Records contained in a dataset
+===+
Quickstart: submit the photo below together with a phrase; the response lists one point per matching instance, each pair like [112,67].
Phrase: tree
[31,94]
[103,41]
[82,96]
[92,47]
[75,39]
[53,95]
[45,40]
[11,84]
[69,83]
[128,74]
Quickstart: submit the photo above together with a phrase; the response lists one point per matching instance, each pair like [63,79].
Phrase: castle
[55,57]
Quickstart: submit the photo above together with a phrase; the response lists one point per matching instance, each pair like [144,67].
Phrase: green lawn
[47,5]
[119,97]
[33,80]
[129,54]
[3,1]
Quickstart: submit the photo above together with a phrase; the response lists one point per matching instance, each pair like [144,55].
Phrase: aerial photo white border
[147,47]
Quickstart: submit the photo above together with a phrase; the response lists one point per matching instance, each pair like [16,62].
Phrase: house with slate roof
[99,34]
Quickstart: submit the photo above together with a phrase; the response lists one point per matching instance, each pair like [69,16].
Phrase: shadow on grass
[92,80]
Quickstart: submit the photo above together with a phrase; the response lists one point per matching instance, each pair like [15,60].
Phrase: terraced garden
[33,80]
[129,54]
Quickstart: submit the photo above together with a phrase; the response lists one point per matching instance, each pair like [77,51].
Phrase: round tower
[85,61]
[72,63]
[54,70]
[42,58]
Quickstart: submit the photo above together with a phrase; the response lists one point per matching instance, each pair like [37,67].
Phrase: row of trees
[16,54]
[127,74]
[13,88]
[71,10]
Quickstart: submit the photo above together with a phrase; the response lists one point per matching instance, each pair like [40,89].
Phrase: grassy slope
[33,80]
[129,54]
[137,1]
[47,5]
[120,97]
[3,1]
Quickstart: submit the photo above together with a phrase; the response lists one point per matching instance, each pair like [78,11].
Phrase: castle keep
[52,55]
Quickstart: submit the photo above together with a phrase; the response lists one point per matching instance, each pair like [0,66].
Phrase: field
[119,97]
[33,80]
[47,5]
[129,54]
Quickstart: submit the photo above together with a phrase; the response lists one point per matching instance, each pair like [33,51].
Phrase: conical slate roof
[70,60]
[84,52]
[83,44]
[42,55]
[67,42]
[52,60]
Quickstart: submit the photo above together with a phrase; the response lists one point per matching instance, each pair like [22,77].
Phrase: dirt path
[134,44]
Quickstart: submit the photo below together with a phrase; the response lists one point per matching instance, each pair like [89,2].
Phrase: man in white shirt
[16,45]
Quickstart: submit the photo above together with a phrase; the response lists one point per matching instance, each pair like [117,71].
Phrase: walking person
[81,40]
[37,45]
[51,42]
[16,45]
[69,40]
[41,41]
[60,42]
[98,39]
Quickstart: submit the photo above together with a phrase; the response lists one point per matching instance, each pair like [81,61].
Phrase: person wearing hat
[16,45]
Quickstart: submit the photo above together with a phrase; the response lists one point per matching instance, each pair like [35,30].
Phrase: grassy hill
+===+
▶ Exercise brief: Exactly the lines from the one containing "Phrase: conical slate roof" to the last line of the entries above must be duplicated, with both of those lines included and nothing more.

▶ Solution below:
Phrase: conical slate roof
[70,60]
[84,52]
[83,44]
[42,55]
[67,42]
[52,60]
Quickstart: submit the photo above together with a phrase; the response lists one point per matching instance, each pair like [22,77].
Phrase: dirt path
[134,44]
Quickstart: submit the photo below together with a phrase; the response lists one point per matching instance, each pair like [89,2].
Phrase: man in white shirt
[16,45]
Quickstart: submit the photo above together with a phrase; the response lists one point per matching instance, each pair like [117,71].
Phrase: walking person
[81,40]
[37,45]
[51,42]
[16,45]
[69,40]
[41,41]
[60,42]
[98,39]
Quickstart: submit the photo above together with a phrase; the response lists one point per matching instance, each pair like [81,61].
Phrase: person wearing hat
[16,45]
Quickstart: submit the photo above together with a phrase; the response lists one point per matching instance, each pair like [35,30].
Phrase: grassy hill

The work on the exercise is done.